Provided information.
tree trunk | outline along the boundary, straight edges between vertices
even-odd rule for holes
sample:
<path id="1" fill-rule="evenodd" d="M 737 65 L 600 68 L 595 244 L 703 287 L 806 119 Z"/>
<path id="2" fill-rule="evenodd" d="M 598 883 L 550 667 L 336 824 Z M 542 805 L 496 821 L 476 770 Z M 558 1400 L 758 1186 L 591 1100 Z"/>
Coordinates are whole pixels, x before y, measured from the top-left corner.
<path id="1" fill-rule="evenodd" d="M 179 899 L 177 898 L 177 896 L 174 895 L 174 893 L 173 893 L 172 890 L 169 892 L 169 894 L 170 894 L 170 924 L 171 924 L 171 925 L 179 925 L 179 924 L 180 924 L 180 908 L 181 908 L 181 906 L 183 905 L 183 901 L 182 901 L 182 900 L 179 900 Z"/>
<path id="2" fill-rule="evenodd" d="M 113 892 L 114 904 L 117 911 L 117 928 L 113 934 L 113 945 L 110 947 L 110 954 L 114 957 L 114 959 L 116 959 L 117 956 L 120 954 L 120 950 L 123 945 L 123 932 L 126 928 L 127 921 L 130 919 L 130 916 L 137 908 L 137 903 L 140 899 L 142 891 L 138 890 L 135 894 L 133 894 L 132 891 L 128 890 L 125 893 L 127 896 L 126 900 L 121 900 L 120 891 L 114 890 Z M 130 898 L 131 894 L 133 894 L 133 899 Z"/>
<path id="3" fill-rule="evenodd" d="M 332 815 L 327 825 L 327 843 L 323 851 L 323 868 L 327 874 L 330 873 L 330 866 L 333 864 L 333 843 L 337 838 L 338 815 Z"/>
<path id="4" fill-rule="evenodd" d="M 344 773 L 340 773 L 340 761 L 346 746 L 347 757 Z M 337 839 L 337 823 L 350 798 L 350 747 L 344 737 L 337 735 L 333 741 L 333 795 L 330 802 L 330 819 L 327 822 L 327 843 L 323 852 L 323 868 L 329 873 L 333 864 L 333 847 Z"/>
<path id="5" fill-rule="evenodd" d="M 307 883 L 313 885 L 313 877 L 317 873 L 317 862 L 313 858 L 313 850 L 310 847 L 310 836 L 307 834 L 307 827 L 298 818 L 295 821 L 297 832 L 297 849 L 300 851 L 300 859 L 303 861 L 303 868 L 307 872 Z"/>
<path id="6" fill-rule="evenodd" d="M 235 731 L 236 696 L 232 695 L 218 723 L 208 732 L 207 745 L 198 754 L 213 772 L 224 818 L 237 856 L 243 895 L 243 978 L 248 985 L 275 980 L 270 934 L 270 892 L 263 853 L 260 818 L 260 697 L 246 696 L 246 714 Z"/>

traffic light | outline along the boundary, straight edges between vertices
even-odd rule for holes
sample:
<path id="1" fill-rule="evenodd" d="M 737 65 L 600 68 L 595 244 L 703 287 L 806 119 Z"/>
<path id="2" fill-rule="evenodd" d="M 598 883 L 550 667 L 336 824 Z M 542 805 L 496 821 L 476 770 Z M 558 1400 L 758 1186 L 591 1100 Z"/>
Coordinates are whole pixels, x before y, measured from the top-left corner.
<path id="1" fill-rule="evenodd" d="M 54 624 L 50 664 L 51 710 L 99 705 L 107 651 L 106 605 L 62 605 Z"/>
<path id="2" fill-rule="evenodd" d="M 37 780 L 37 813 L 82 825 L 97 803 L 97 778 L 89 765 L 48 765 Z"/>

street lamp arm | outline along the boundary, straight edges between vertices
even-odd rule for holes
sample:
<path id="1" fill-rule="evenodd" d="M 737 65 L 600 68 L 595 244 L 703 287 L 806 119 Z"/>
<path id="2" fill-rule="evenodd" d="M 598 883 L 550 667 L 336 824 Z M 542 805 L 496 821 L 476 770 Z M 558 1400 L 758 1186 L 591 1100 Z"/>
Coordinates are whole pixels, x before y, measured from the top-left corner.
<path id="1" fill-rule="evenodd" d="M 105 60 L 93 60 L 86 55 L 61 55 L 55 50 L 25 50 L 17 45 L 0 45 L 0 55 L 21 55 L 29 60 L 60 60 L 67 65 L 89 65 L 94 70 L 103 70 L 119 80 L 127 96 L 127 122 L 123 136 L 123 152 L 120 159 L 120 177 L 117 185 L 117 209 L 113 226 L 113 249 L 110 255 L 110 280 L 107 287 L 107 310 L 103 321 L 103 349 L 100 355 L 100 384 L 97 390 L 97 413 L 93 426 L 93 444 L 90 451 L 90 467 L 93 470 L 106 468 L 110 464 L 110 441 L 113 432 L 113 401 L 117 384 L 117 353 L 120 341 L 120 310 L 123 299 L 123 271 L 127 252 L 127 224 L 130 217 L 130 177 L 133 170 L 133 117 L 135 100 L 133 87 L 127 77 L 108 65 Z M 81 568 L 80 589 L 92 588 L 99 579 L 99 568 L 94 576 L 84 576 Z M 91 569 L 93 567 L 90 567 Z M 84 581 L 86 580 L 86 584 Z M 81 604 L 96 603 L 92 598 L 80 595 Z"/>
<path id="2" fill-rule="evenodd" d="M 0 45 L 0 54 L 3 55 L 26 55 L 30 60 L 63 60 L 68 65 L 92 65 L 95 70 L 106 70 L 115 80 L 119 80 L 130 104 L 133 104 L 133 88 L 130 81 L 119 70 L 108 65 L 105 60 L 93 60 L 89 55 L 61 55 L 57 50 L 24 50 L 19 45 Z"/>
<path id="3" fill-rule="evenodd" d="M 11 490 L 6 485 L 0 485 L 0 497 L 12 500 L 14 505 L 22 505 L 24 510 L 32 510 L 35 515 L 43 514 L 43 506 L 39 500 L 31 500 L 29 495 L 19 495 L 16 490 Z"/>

Exercise. Reproduce the material above, keeping every line intact.

Output for this exercise.
tree trunk | outline along the boundary, straight edges between vertices
even-odd rule for holes
sample:
<path id="1" fill-rule="evenodd" d="M 737 65 L 600 68 L 595 244 L 703 287 L 806 119 Z"/>
<path id="2" fill-rule="evenodd" d="M 598 883 L 550 667 L 336 824 Z M 542 805 L 496 821 L 476 770 Z M 558 1400 L 758 1186 L 591 1100 Z"/>
Coordinates are whole pixels, x before y, measured from the top-left corner.
<path id="1" fill-rule="evenodd" d="M 179 899 L 177 898 L 177 896 L 174 895 L 174 893 L 173 893 L 172 890 L 169 892 L 169 894 L 170 894 L 170 924 L 171 924 L 171 925 L 179 925 L 179 924 L 180 924 L 180 908 L 181 908 L 181 906 L 183 905 L 183 901 L 182 901 L 182 900 L 179 900 Z"/>
<path id="2" fill-rule="evenodd" d="M 113 892 L 114 904 L 117 911 L 117 928 L 113 934 L 113 945 L 110 947 L 110 954 L 114 957 L 114 959 L 116 959 L 117 956 L 120 954 L 120 950 L 123 945 L 123 932 L 126 928 L 127 921 L 130 919 L 130 916 L 137 908 L 137 903 L 140 899 L 142 891 L 138 890 L 135 894 L 133 894 L 132 891 L 128 890 L 125 893 L 127 896 L 126 900 L 121 900 L 120 891 L 114 890 Z M 130 898 L 131 894 L 133 894 L 133 899 Z"/>
<path id="3" fill-rule="evenodd" d="M 332 815 L 327 825 L 327 843 L 323 851 L 323 868 L 327 874 L 330 873 L 330 866 L 333 864 L 333 843 L 337 838 L 338 815 Z"/>
<path id="4" fill-rule="evenodd" d="M 344 773 L 340 773 L 340 761 L 346 746 L 347 757 Z M 337 839 L 337 823 L 350 798 L 350 747 L 344 737 L 337 735 L 333 741 L 333 795 L 330 802 L 330 819 L 327 822 L 327 843 L 323 852 L 323 868 L 329 873 L 333 864 L 333 847 Z"/>
<path id="5" fill-rule="evenodd" d="M 307 883 L 313 885 L 313 877 L 317 873 L 317 862 L 313 858 L 313 850 L 310 847 L 310 836 L 307 834 L 307 827 L 298 818 L 295 821 L 297 832 L 297 849 L 300 851 L 300 859 L 303 861 L 303 868 L 307 872 Z"/>
<path id="6" fill-rule="evenodd" d="M 235 731 L 236 696 L 232 695 L 218 723 L 208 732 L 207 745 L 198 754 L 213 772 L 224 818 L 237 856 L 243 895 L 243 978 L 248 985 L 275 980 L 270 934 L 270 892 L 263 853 L 260 818 L 260 697 L 246 696 L 246 714 Z"/>

traffic light | outline along the boundary, straight edges between vertices
even-odd rule for holes
sample:
<path id="1" fill-rule="evenodd" d="M 737 65 L 600 68 L 595 244 L 703 287 L 806 119 Z"/>
<path id="2" fill-rule="evenodd" d="M 598 883 L 550 667 L 336 824 Z M 542 805 L 496 821 L 476 770 Z M 558 1400 L 758 1186 L 591 1100 Z"/>
Coordinates are whole pixels, x before y, measured from the top-left corner.
<path id="1" fill-rule="evenodd" d="M 54 624 L 50 664 L 51 710 L 99 705 L 107 651 L 106 605 L 62 605 Z"/>
<path id="2" fill-rule="evenodd" d="M 37 780 L 37 813 L 82 825 L 97 803 L 97 778 L 89 765 L 48 765 Z"/>

street lamp arm | outline along the boundary, straight edges between vertices
even-odd rule for holes
sample:
<path id="1" fill-rule="evenodd" d="M 737 65 L 600 68 L 595 244 L 703 287 L 806 119 Z"/>
<path id="2" fill-rule="evenodd" d="M 598 883 L 550 667 L 336 824 Z M 542 805 L 496 821 L 476 770 Z M 558 1400 L 758 1186 L 591 1100 Z"/>
Coordinates are whole pixels, x before y, measured from the top-left corner.
<path id="1" fill-rule="evenodd" d="M 105 60 L 93 60 L 86 55 L 61 55 L 55 50 L 25 50 L 17 45 L 0 45 L 0 55 L 21 55 L 29 60 L 60 60 L 67 65 L 89 65 L 94 70 L 103 70 L 119 80 L 127 96 L 127 122 L 123 136 L 123 152 L 120 159 L 120 177 L 117 185 L 117 209 L 113 226 L 113 249 L 110 255 L 110 280 L 107 287 L 107 310 L 103 321 L 103 349 L 100 355 L 100 384 L 97 390 L 97 413 L 93 426 L 93 444 L 90 451 L 90 467 L 93 470 L 106 468 L 110 464 L 110 441 L 113 432 L 113 401 L 117 384 L 117 353 L 120 341 L 120 310 L 123 299 L 123 271 L 127 252 L 127 224 L 130 217 L 130 177 L 133 170 L 133 117 L 135 100 L 133 87 L 127 77 L 108 65 Z M 81 568 L 80 589 L 92 588 L 99 579 L 99 568 L 94 576 L 84 576 Z M 91 569 L 93 567 L 90 567 Z M 84 581 L 86 580 L 86 584 Z M 81 604 L 96 603 L 92 598 L 80 595 Z"/>
<path id="2" fill-rule="evenodd" d="M 0 45 L 0 54 L 3 55 L 26 55 L 30 60 L 63 60 L 68 65 L 92 65 L 95 70 L 106 70 L 115 80 L 119 80 L 130 104 L 133 104 L 133 88 L 130 81 L 119 70 L 108 65 L 105 60 L 93 60 L 89 55 L 61 55 L 57 50 L 24 50 L 19 45 Z"/>
<path id="3" fill-rule="evenodd" d="M 11 490 L 6 485 L 0 485 L 0 497 L 12 500 L 14 505 L 22 505 L 24 510 L 32 510 L 35 515 L 43 514 L 43 506 L 39 500 L 31 500 L 29 495 L 19 495 L 16 490 Z"/>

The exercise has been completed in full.